[Data extracted from a collection]
* * * * *

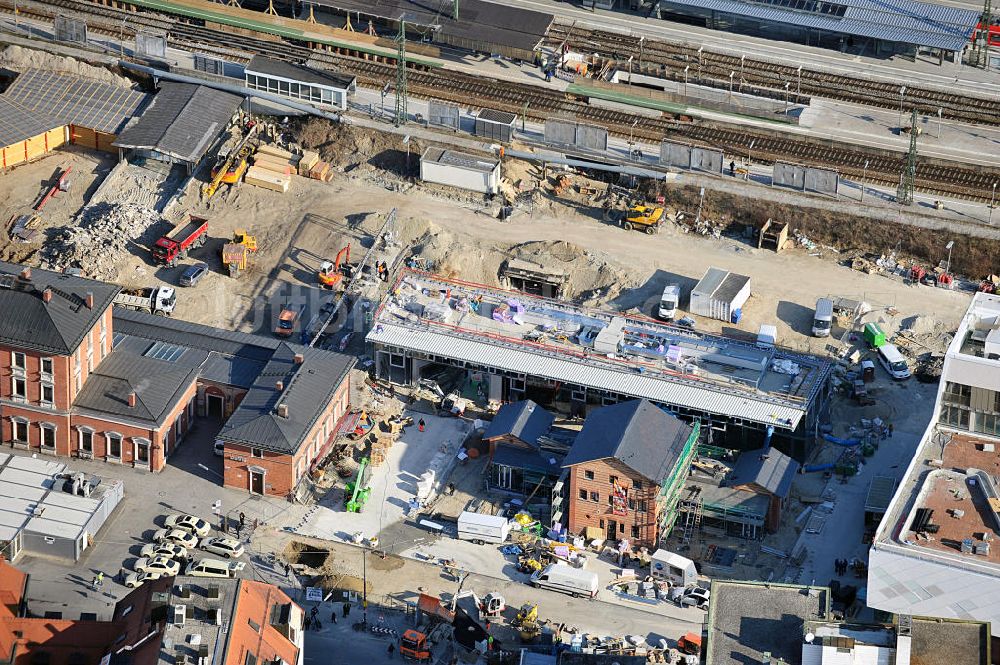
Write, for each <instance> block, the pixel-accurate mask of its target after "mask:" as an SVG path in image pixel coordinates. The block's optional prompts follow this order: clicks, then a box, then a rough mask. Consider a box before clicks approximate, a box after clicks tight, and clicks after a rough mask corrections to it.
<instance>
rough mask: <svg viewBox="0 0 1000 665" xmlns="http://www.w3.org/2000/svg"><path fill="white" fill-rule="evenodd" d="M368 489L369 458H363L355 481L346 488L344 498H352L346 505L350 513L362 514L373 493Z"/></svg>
mask: <svg viewBox="0 0 1000 665" xmlns="http://www.w3.org/2000/svg"><path fill="white" fill-rule="evenodd" d="M371 491H372V490H371V488H370V487H368V458H367V457H362V458H361V464H359V465H358V472H357V473H356V474H355V475H354V480H352V481H351V482H349V483H347V485H346V486H345V487H344V496H347V495H350V498H349V499H348V500H347V502H346V503H345V504H344V507H345V508H347V512H349V513H360V512H361V510H362V509H363V508H364V507H365V504H366V503H368V495H369V494H370V493H371Z"/></svg>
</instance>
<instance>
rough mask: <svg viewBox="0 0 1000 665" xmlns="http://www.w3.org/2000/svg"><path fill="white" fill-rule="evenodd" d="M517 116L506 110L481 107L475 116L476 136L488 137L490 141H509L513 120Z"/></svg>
mask: <svg viewBox="0 0 1000 665" xmlns="http://www.w3.org/2000/svg"><path fill="white" fill-rule="evenodd" d="M516 120H517V116H516V115H515V114H513V113H508V112H507V111H494V110H493V109H483V110H482V111H480V112H479V115H477V116H476V136H482V137H484V138H488V139H490V140H491V141H500V142H501V143H510V140H511V138H512V137H513V136H514V122H515V121H516Z"/></svg>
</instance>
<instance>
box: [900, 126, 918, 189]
mask: <svg viewBox="0 0 1000 665" xmlns="http://www.w3.org/2000/svg"><path fill="white" fill-rule="evenodd" d="M917 132H918V128H917V109H913V114H912V116H911V117H910V149H909V151H908V152H907V153H906V163H905V164H904V166H903V172H902V173H901V174H900V175H899V187H898V188H897V189H896V202H897V203H899V205H913V188H914V186H915V185H916V181H917Z"/></svg>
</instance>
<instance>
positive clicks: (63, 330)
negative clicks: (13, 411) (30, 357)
mask: <svg viewBox="0 0 1000 665" xmlns="http://www.w3.org/2000/svg"><path fill="white" fill-rule="evenodd" d="M24 268H25V267H24V266H20V265H17V264H15V263H5V262H2V261H0V312H4V313H5V314H6V316H4V317H3V324H2V325H0V343H4V344H8V345H10V346H14V347H18V348H22V349H28V350H32V351H38V352H40V353H51V354H54V355H69V354H71V353H73V351H74V350H76V348H77V347H78V346H80V343H81V342H82V341H83V338H84V336H85V335H86V334H87V332H89V331H90V330H91V329H93V327H94V326H95V325H96V324H97V321H98V320H99V319H100V317H101V314H103V313H104V311H105V310H106V309H107V308H108V306H109V305H111V302H112V301H113V300H114V298H115V296H116V295H117V294H118V291H119V290H120V287H118V286H117V285H115V284H106V283H104V282H98V281H95V280H92V279H86V278H83V277H72V276H70V275H64V274H62V273H57V272H52V271H49V270H41V269H40V268H32V269H31V278H30V279H28V280H25V279H22V278H21V277H20V274H21V271H22V270H24ZM46 288H51V289H52V299H51V300H50V301H49V302H45V301H44V300H43V292H44V291H45V289H46ZM88 293H92V294H93V295H94V308H93V309H90V308H88V307H87V305H86V296H87V294H88ZM15 312H16V315H14V314H13V313H15Z"/></svg>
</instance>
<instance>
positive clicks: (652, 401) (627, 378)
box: [367, 270, 833, 457]
mask: <svg viewBox="0 0 1000 665" xmlns="http://www.w3.org/2000/svg"><path fill="white" fill-rule="evenodd" d="M392 293H393V295H392V296H390V297H389V298H388V299H387V300H386V301H384V302H383V303H382V305H381V306H380V307H379V308H378V310H377V311H376V312H375V315H374V321H373V326H372V329H371V330H370V332H369V333H368V336H367V341H368V342H369V343H370V344H372V346H373V358H374V359H375V367H374V371H375V373H376V375H377V376H378V377H379V378H380V379H382V380H386V381H389V382H392V383H395V384H398V385H413V384H417V383H418V382H419V381H420V380H421V379H426V378H429V377H432V376H437V375H441V374H443V373H444V374H448V375H450V376H451V377H453V378H454V384H455V385H453V386H448V387H447V389H448V390H451V389H453V388H455V389H458V390H460V391H462V390H471V395H470V396H471V397H476V395H477V393H478V392H479V391H480V390H481V391H482V392H483V394H484V395H485V396H486V398H487V399H488V400H489V401H490V402H491V403H492V404H493V405H494V406H496V407H499V406H500V405H502V404H504V403H509V402H516V401H519V400H523V399H531V400H533V401H535V402H536V403H538V404H540V405H542V406H543V407H545V408H548V409H551V410H554V411H558V412H561V413H569V414H572V415H578V416H585V415H586V413H587V412H588V411H589V410H591V409H593V408H595V407H599V406H604V405H609V404H616V403H618V402H621V401H627V400H630V399H635V398H645V399H648V400H649V401H651V402H653V403H654V404H658V405H660V406H662V407H664V408H666V409H667V410H668V411H670V412H671V413H673V414H674V415H676V416H678V417H679V418H681V419H683V420H687V421H689V422H690V421H699V422H700V423H701V425H702V429H703V430H704V431H705V434H704V435H703V440H704V441H705V442H706V443H709V444H712V445H714V446H718V447H722V448H733V449H743V450H746V449H752V448H758V447H760V446H761V445H763V443H764V439H765V433H766V432H767V431H768V428H771V430H772V431H773V443H774V444H775V445H779V446H781V447H783V448H784V449H785V450H786V451H787V452H789V453H790V454H792V455H794V456H795V457H801V456H803V455H804V454H805V453H806V452H807V451H806V446H807V445H808V443H809V442H811V441H812V440H813V437H812V436H811V432H813V431H814V426H815V425H816V423H817V419H818V417H819V413H820V411H821V410H822V408H823V405H824V404H825V403H826V402H827V400H828V399H829V394H830V389H829V385H828V384H829V382H828V379H829V376H830V373H831V371H832V369H833V365H832V364H831V363H830V362H829V361H828V360H826V359H823V358H820V357H817V356H812V355H808V354H802V353H797V352H793V351H789V350H786V349H781V348H767V349H762V348H758V347H757V346H755V345H754V344H753V343H752V342H745V341H742V340H738V339H735V338H731V337H726V336H722V335H713V334H707V333H700V332H695V331H691V330H687V329H684V328H679V327H676V326H672V325H668V324H664V323H660V322H657V321H654V320H652V319H647V318H643V317H636V316H623V315H621V314H619V313H614V312H606V311H600V310H592V309H584V308H581V307H577V306H575V305H572V304H570V303H567V302H563V301H558V300H553V299H547V298H543V297H539V296H532V295H528V294H525V293H522V292H516V291H506V290H503V289H498V288H495V287H489V286H484V285H481V284H472V283H468V282H460V281H456V280H448V279H444V278H442V277H438V276H434V275H429V274H427V273H421V272H415V271H411V270H404V271H403V272H402V273H401V275H400V277H399V280H398V282H397V284H396V288H394V289H393V292H392Z"/></svg>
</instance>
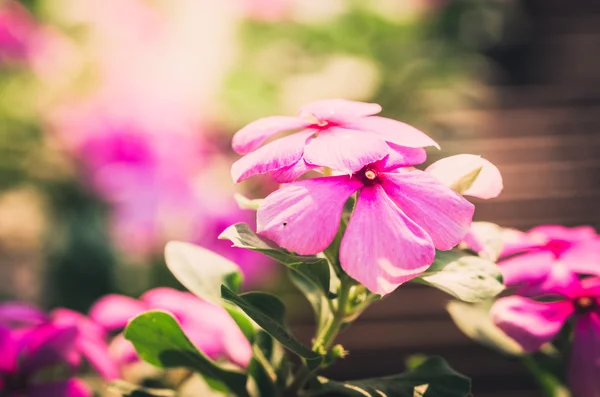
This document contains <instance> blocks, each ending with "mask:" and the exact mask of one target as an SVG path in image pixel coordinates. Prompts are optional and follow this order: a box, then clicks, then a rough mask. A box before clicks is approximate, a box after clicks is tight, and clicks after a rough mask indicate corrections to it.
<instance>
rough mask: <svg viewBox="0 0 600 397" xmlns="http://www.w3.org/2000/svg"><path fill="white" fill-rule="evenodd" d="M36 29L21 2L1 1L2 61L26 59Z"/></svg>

* * * * *

[TASK DESCRIPTION]:
Look through the data and show every line containing "each".

[RESULT]:
Write, for each <instance> block, the pixel-accurate mask of its target after "mask:" as an SVG path in image pixel coordinates. The block's optional prompts follow this order: clicks, then a box, then a rough mask. Consider a box before clicks approximate, a box after clicks tight, and clicks after a rough mask corrections to it.
This document contains <instance> blocks, each ending with "mask:" and the exact mask of one target as an SVG path in image pixel coordinates. Prompts are optional and follow this order: a box, then clicks, then a rough mask. A box before clicks is approximate, a box after clicks is tight, and clicks after a rough mask indicate corrections to it.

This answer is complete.